§ SHORT TASK
Extract the lines of the rows verbatim, beginning with the line that contains "of the navy" and continuing through the line that contains "[(1347, 633)]".

[Location annotation dataset excerpts]
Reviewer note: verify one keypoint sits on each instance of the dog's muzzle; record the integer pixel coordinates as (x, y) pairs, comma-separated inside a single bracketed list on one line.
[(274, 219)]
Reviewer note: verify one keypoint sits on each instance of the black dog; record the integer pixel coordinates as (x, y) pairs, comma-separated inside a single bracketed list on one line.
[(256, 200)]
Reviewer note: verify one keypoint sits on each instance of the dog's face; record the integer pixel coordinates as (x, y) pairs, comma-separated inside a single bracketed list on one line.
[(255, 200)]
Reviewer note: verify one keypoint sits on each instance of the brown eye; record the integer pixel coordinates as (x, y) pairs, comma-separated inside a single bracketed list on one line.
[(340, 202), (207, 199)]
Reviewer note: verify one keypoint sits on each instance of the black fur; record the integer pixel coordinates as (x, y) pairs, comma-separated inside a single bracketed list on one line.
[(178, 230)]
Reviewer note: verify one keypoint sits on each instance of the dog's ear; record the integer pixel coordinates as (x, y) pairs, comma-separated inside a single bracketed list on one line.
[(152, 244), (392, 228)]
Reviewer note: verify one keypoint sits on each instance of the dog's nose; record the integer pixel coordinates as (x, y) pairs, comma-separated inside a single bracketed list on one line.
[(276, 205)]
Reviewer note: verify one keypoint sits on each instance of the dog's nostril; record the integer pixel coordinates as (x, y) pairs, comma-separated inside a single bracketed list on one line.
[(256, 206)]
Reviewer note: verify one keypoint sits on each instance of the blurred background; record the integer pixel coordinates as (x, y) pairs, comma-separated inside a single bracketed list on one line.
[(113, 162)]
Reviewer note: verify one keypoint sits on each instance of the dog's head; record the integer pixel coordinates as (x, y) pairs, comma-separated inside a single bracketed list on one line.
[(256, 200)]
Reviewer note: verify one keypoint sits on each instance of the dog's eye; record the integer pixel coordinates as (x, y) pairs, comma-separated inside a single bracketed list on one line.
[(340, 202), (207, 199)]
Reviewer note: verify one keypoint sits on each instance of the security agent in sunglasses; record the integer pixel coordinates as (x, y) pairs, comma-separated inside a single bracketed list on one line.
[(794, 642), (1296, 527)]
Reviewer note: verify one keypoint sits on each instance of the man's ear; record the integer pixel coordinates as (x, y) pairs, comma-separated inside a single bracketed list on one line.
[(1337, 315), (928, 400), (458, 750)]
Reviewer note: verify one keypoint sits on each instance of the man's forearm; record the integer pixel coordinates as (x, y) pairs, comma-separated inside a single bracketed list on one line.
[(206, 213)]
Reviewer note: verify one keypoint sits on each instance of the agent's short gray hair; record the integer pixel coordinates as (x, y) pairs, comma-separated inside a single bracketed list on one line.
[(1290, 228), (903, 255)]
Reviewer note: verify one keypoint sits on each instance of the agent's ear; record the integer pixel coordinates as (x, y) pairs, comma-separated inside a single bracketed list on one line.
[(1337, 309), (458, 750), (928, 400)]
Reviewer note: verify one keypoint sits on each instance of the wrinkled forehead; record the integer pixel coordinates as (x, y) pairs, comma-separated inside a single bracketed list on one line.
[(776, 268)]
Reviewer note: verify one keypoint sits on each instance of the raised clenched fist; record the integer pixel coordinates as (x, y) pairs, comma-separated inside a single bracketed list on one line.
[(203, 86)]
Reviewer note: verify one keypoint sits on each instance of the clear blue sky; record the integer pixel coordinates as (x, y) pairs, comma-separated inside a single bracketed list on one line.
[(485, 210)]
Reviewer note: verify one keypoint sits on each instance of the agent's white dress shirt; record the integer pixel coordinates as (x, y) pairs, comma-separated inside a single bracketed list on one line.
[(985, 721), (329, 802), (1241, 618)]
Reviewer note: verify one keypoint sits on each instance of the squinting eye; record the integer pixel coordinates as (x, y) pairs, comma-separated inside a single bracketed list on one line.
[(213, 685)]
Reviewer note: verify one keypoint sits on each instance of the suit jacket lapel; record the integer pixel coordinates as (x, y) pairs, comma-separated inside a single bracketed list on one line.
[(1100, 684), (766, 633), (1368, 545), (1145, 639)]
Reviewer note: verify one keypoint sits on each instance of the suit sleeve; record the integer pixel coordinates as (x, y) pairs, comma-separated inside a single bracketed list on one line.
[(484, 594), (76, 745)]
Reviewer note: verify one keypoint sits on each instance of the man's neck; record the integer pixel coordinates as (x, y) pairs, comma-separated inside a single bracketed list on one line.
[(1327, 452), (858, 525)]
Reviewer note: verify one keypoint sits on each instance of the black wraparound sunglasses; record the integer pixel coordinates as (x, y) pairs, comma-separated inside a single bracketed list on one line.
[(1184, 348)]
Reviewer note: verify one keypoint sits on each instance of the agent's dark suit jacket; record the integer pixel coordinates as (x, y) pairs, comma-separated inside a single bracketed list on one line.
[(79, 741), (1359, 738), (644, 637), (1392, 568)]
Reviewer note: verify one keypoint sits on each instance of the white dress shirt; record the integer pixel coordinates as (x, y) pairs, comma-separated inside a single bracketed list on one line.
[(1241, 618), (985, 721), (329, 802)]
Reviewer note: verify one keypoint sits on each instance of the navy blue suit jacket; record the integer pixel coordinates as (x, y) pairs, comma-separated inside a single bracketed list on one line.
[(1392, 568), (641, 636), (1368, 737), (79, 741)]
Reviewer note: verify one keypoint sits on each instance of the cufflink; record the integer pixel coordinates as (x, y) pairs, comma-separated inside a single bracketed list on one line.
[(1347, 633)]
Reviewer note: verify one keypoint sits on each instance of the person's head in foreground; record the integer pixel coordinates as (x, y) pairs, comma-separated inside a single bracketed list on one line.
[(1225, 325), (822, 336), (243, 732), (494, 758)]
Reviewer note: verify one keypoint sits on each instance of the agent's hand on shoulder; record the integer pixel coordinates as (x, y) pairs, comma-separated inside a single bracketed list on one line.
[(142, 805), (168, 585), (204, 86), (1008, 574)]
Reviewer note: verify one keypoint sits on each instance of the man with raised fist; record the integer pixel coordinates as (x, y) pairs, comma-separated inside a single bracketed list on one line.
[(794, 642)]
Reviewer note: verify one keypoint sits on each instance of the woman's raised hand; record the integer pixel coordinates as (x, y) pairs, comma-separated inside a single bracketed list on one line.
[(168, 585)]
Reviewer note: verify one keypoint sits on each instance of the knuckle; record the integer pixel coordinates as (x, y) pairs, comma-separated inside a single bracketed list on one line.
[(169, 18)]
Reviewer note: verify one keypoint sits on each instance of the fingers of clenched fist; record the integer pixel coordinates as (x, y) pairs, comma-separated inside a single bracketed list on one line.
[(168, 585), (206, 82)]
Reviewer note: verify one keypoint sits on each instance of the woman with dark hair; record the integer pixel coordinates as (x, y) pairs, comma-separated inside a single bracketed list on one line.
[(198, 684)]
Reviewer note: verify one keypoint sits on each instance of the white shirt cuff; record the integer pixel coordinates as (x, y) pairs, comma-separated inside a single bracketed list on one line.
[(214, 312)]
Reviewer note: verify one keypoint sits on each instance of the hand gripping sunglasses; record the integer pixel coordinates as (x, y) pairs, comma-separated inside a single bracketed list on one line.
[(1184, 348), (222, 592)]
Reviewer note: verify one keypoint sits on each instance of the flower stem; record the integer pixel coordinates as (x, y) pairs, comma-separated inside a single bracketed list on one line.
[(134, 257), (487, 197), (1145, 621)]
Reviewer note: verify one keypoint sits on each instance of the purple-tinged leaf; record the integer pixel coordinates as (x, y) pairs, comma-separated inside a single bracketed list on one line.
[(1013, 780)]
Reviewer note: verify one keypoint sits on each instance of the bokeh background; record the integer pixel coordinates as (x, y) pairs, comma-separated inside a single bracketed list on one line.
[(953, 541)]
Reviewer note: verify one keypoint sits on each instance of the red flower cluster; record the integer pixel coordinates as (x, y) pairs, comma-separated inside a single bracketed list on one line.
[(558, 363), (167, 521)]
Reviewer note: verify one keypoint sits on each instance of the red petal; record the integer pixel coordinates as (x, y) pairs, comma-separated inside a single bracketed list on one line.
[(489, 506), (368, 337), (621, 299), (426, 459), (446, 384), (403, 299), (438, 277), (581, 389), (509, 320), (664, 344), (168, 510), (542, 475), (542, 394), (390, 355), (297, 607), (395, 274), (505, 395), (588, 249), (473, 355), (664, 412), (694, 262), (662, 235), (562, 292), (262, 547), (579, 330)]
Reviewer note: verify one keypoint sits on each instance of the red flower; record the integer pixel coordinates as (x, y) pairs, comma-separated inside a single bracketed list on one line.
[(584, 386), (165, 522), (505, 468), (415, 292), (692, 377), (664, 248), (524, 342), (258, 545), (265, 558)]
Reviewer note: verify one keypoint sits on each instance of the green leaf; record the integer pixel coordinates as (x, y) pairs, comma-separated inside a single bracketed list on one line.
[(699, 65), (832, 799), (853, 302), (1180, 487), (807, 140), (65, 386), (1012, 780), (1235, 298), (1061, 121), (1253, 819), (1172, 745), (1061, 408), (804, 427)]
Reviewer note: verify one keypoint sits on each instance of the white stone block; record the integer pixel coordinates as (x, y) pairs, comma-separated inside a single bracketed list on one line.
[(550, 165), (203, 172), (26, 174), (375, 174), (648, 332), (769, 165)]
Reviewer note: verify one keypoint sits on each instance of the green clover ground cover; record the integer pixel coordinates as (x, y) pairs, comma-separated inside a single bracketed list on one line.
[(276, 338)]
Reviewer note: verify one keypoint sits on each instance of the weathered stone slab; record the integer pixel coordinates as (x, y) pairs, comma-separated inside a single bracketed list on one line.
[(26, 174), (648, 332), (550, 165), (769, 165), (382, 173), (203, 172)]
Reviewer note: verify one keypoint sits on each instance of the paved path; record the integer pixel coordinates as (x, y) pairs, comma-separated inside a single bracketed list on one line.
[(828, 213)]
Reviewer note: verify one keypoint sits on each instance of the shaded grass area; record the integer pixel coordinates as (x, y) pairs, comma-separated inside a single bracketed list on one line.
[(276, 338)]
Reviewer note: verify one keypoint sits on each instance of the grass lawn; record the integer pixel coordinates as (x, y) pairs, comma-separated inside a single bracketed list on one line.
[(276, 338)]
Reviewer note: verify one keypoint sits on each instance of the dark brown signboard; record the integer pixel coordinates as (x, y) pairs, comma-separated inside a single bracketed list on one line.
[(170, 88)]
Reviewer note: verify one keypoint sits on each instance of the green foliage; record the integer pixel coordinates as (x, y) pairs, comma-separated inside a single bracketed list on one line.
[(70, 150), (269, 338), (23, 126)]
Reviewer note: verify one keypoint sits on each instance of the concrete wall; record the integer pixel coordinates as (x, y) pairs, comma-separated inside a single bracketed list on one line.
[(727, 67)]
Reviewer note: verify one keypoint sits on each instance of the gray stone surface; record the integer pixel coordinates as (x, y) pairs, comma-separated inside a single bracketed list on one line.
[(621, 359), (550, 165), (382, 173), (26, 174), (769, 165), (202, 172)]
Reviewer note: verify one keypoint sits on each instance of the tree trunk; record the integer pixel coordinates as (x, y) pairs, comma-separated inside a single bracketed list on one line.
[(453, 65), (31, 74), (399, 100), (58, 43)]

§ RESULT OF THIS EXERCISE
Reviewer note: verify one keypoint sits on each instance of the navy blue suit jacket; record the integer pixel coordinates as (x, y) pairs, comma-separated inside a single bracketed list on one line.
[(1392, 568), (641, 636), (1368, 737), (79, 741)]
Reviewer note: verify one keypoint sits on each instance of the cufflink; record the integer pixel coordinates as (x, y) pairs, comma-separated inside a single bracketed list on one line.
[(1347, 633)]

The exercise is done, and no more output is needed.